**TASK DESCRIPTION**
In the forum post about MGM musicals, copy verbatim the stretch from "20 hours ago, sandik" through "a Break, though.".

**PAGE**
----

Thanks, miliosr. We have a discussion that includes a lengthy commentary on "Give a Girl a Break" here.

The only thing I would change about my initial review is my evaluation of the score. I think it's better than I gave it credit for.

 

20 hours ago, sandik said:

And yes, this is a look at a group that came a bit too late to be included in the big musical surge. 

In my mind's eye, I think of what MGM would have been like if the musical division had carried on into the early 1960s with a cohort that included Leslie Caron, Vic Damone, Bob Fosse, Jane Powell, Debbie Reynolds, Tommy Rall and Russ Tamblyn.

 

19 hours ago, volcanohunter said:

Kaznar was a very good sport about it, and Helen Wood did a more creditable job of "serious" dancing than what normally passed for ballet in movie musicals. Richard Anderson, whom I remember as a fixture of episodic television during my childhood (well, mostly Six Million Dollar Man and Bionic Woman), played her husband.

I like Kaznar in Lovely to Look at, Lili and Kiss Me Kate. He gets the worst of it in Give a Girl a Break, though.

 

Richard Anderson appeared in a lot of MGM movies from 1950-56 but always as a supporting character. He never achieved stardom at MGM the way he did The Six Million Dollar Man and The Bionic Woman in the 70s.

----

(Entries taken from a collection)
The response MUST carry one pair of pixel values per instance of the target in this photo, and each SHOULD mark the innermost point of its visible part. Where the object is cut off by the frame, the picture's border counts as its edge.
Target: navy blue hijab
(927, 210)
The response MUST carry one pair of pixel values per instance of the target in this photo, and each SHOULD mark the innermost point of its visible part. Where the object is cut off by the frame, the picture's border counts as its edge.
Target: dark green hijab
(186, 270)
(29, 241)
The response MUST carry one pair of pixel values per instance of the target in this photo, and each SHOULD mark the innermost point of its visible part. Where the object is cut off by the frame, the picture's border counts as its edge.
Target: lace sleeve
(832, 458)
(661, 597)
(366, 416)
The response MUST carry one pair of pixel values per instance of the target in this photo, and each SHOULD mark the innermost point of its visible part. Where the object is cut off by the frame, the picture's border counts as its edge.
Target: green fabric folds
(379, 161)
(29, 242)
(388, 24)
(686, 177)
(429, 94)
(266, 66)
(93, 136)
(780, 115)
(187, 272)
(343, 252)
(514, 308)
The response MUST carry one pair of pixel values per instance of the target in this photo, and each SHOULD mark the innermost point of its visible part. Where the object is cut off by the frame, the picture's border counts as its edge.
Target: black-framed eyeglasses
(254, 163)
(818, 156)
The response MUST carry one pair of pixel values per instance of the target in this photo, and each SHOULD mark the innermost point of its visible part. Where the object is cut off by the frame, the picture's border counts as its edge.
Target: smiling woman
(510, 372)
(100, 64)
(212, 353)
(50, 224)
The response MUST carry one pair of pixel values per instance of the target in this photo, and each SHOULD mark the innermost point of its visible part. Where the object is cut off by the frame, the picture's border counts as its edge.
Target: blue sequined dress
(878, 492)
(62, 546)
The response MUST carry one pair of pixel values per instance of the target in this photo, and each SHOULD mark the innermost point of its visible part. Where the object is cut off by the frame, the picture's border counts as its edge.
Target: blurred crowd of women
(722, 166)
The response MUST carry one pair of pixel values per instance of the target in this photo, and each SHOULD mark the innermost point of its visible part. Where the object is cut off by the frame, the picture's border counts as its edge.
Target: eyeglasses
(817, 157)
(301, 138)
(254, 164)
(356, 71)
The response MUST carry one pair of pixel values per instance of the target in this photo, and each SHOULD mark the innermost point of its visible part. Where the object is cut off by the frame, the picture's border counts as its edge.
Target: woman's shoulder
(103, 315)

----

**REPLY**
20 hours ago, sandik said:

And yes, this is a look at a group that came a bit too late to be included in the big musical surge. 

In my mind's eye, I think of what MGM would have been like if the musical division had carried on into the early 1960s with a cohort that included Leslie Caron, Vic Damone, Bob Fosse, Jane Powell, Debbie Reynolds, Tommy Rall and Russ Tamblyn.

 

19 hours ago, volcanohunter said:

Kaznar was a very good sport about it, and Helen Wood did a more creditable job of "serious" dancing than what normally passed for ballet in movie musicals. Richard Anderson, whom I remember as a fixture of episodic television during my childhood (well, mostly Six Million Dollar Man and Bionic Woman), played her husband.

I like Kaznar in Lovely to Look at, Lili and Kiss Me Kate. He gets the worst of it in Give a Girl a Break, though.